### Extract:
--------------------------------

Pecel (, Javanese:ꦥꦼꦕꦼꦭ꧀) is a traditional Javanese salad with peanut sauce, usually eaten with carbs (steamed rice, lontong or ketupat).

The simplicity of pecel preparation and its cheap price have contributed to its popularity throughout Java. It has become a food that represents practicality, simplicity, and travel, since the dish is often found along the train journey across Java.

Pecel was introduced to Malaysia, where it is known as pecal, by Javanese immigrants. Pecel is also very popular in Suriname, where it was introduced by the Javanese Surinamese.

History

In Babad Tanah Jawi (circa 17th century), Ki Gede Pemanahan referred to the dish he presented to his guest, Sunan Kalijaga as "pecel-ized boiled vegetables". In Javanese language, "pecel" used to refer to the act of squeezing the water out of something. 

Sunan Kalijaga was not familiar with the dish as he came from northeastern part of Central Java, while the dish was native to Yogyakarta. This dish became one of the most popular Javanese dishes soon after it was introduced to other regions of Java, and the word pecel took its current meaning, "a side dish that is made of vegetables and sauce".

Pecel is only one of many Javanese vegetable-based salads. It is similar to lothek, except that lothek is usually served with fried batter or tofu and uses both raw and cooked vegetables.

Ingredients

Main ingredients usually consist of leafy vegetables, bean sprouts (or any other plant sprouts), long beans, and cabbages. Some other types of vegetables can also be added. People may use amaranth leaves, kangkung, cassava leaves, or leaves or any other local plants that are in season. Some modern recipes will add carrots (sliced) into the mix, or replace white cabbages with the red ones to spice up the color. 

The sauce is made of roasted (or fried) peanut, asam jawa, coconut sugar, and other spices. It might be served thick or watery, sweet or spicy, depending on the regional variation.

--------------------------------

### Given task:
Resume the pecel article from its last sentence. The listing after this comes from a different source.

--------------------------------

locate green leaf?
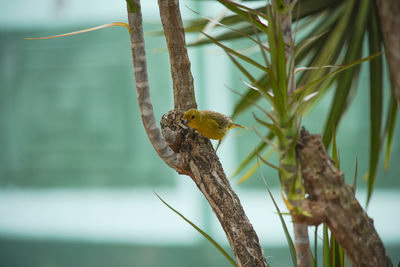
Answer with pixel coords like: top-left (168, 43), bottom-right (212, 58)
top-left (232, 132), bottom-right (275, 177)
top-left (385, 97), bottom-right (398, 170)
top-left (322, 223), bottom-right (331, 267)
top-left (367, 5), bottom-right (383, 205)
top-left (154, 192), bottom-right (238, 266)
top-left (332, 129), bottom-right (340, 169)
top-left (262, 177), bottom-right (297, 267)
top-left (313, 225), bottom-right (318, 267)
top-left (352, 158), bottom-right (358, 194)
top-left (237, 148), bottom-right (275, 184)
top-left (218, 0), bottom-right (266, 31)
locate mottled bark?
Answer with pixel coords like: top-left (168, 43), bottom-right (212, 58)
top-left (296, 128), bottom-right (393, 267)
top-left (161, 111), bottom-right (268, 267)
top-left (376, 0), bottom-right (400, 105)
top-left (127, 0), bottom-right (181, 170)
top-left (158, 0), bottom-right (197, 111)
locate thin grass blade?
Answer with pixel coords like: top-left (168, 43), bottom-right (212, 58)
top-left (154, 192), bottom-right (238, 267)
top-left (385, 97), bottom-right (398, 170)
top-left (263, 177), bottom-right (297, 267)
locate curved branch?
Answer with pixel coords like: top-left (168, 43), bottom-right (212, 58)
top-left (297, 128), bottom-right (393, 267)
top-left (127, 0), bottom-right (181, 169)
top-left (158, 0), bottom-right (197, 112)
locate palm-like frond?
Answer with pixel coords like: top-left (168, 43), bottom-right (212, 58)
top-left (186, 0), bottom-right (397, 204)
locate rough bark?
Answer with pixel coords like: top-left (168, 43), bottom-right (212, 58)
top-left (376, 0), bottom-right (400, 105)
top-left (127, 1), bottom-right (180, 170)
top-left (297, 128), bottom-right (393, 267)
top-left (127, 0), bottom-right (268, 267)
top-left (158, 0), bottom-right (197, 111)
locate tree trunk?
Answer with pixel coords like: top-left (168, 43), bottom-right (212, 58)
top-left (296, 128), bottom-right (393, 267)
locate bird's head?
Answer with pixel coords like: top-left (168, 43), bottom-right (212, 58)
top-left (182, 108), bottom-right (201, 129)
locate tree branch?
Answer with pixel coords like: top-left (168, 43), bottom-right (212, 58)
top-left (376, 0), bottom-right (400, 105)
top-left (127, 0), bottom-right (181, 168)
top-left (158, 0), bottom-right (197, 111)
top-left (297, 128), bottom-right (393, 267)
top-left (127, 0), bottom-right (268, 267)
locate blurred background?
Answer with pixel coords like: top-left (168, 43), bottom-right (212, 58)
top-left (0, 0), bottom-right (400, 267)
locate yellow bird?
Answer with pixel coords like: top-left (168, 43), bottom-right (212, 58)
top-left (183, 108), bottom-right (247, 150)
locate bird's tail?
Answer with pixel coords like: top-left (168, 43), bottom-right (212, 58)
top-left (231, 123), bottom-right (247, 129)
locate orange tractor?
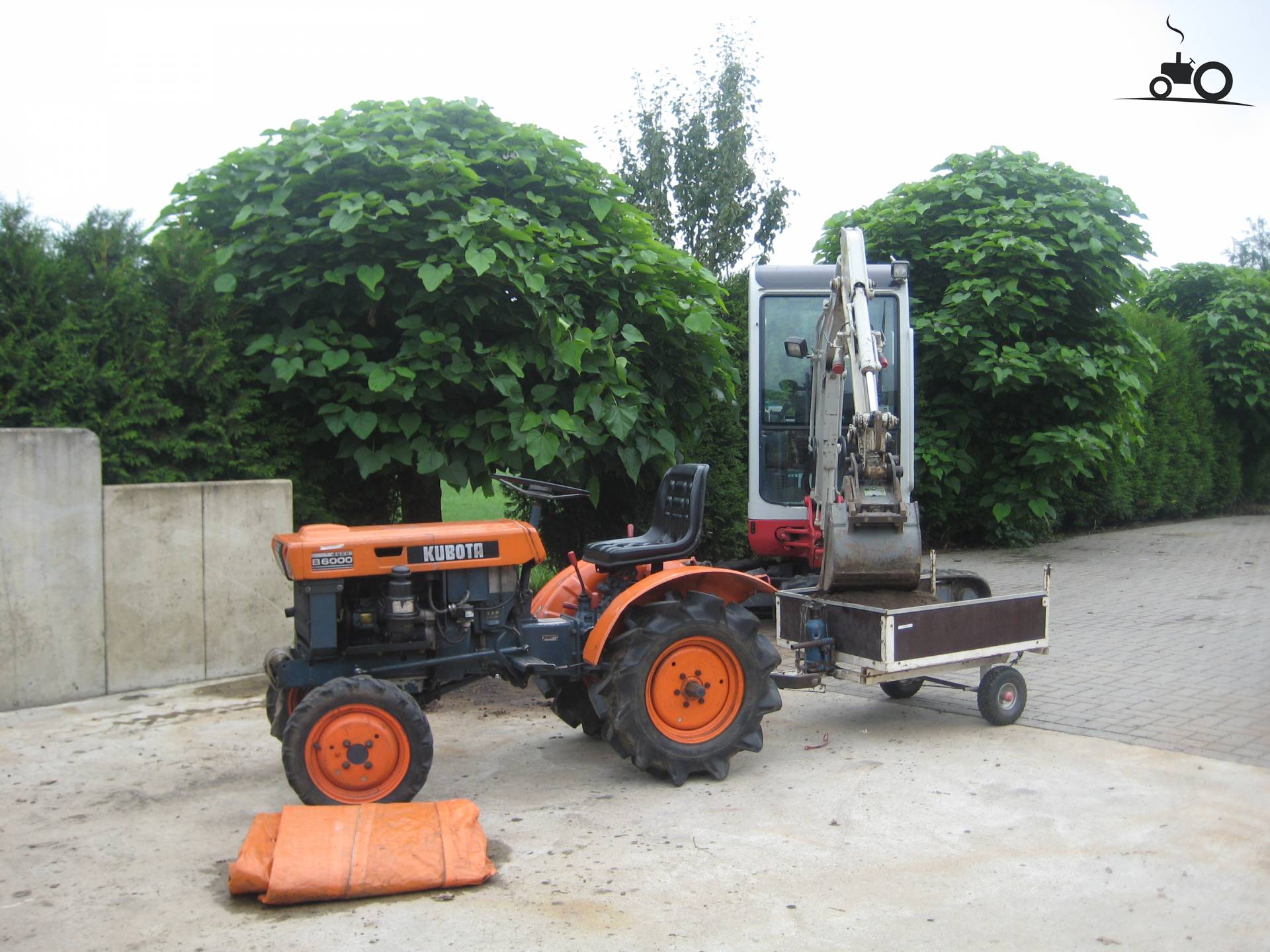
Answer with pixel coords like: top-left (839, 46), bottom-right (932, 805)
top-left (265, 463), bottom-right (781, 803)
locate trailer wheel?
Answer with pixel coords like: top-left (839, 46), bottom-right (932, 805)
top-left (881, 678), bottom-right (922, 701)
top-left (591, 592), bottom-right (781, 787)
top-left (978, 666), bottom-right (1027, 727)
top-left (282, 675), bottom-right (432, 806)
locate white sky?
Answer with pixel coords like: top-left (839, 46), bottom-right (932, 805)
top-left (0, 0), bottom-right (1270, 265)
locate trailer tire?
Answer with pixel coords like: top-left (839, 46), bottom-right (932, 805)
top-left (976, 665), bottom-right (1027, 727)
top-left (282, 675), bottom-right (432, 806)
top-left (591, 592), bottom-right (781, 787)
top-left (881, 678), bottom-right (922, 701)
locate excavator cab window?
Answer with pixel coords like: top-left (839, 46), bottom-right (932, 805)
top-left (758, 294), bottom-right (899, 505)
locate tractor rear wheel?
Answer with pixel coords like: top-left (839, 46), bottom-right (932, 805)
top-left (282, 675), bottom-right (432, 806)
top-left (591, 592), bottom-right (781, 785)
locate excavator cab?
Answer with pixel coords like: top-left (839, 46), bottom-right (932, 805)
top-left (747, 262), bottom-right (914, 569)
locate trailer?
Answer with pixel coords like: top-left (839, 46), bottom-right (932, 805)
top-left (772, 563), bottom-right (1050, 726)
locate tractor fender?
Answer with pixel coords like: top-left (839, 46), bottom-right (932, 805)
top-left (581, 565), bottom-right (776, 665)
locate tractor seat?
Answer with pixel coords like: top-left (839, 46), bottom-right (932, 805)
top-left (581, 463), bottom-right (710, 573)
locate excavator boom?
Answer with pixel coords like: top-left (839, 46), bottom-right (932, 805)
top-left (809, 229), bottom-right (922, 592)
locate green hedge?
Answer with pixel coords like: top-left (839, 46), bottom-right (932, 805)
top-left (1062, 306), bottom-right (1241, 528)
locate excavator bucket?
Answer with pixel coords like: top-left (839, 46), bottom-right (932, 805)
top-left (820, 502), bottom-right (922, 592)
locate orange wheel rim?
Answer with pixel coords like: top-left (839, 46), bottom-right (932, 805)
top-left (305, 705), bottom-right (410, 803)
top-left (644, 636), bottom-right (745, 744)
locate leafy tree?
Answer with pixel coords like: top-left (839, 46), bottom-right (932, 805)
top-left (617, 32), bottom-right (792, 276)
top-left (1226, 216), bottom-right (1270, 272)
top-left (818, 147), bottom-right (1151, 539)
top-left (167, 99), bottom-right (732, 520)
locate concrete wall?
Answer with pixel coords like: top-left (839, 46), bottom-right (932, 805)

--------------------------------

### The output:
Pecel is usually eaten with rice or rice cake (lontong or kupat). It can also be eaten alone or with fried side dishes, such as, fried tempeh, tofu, etc.; and Javanese crackers, such as krupuk or rempeyek.

Variants

The difference usually lies on the thickness level of the sauce, the taste profiles (spicy, sweet, or savory). In Central Java, pecel sauce is sweet-savory with medium thickness, except in northern coast and north-eastern regions where the sauce tends to be more spicy and the sauce is usually a bit thinner than usual. In East Java, especially Madiun, the peanut sauce is very thin and spicy. Lamtoro seeds are often added as a topping. 

In Tegal, Central Java, pecel sauce is made of peanut and cassava root. In Surakarta's pecel ndeso, black sesame sauce is used on top of peanut sauce.

In Yogyakarta, pecel is served with bacem (sweet-simmered) tempeh or tofu. In Surakarta, a pecel variant called lothek (alt. spelling: lotek) includes the use of some raw vegetables, lontong, and gorengan. The name "lothek" is derived from "luthik", a wooden spatula used to scoop the peanut sauce from a cowek (grinding bowl).

Mie pecel or pecel mie, a noodle with pecel sauce is common in Central Java as well as Medan. One of them is pecel mie kenyol from Batang, the noodle made from cassava with a chewy texture.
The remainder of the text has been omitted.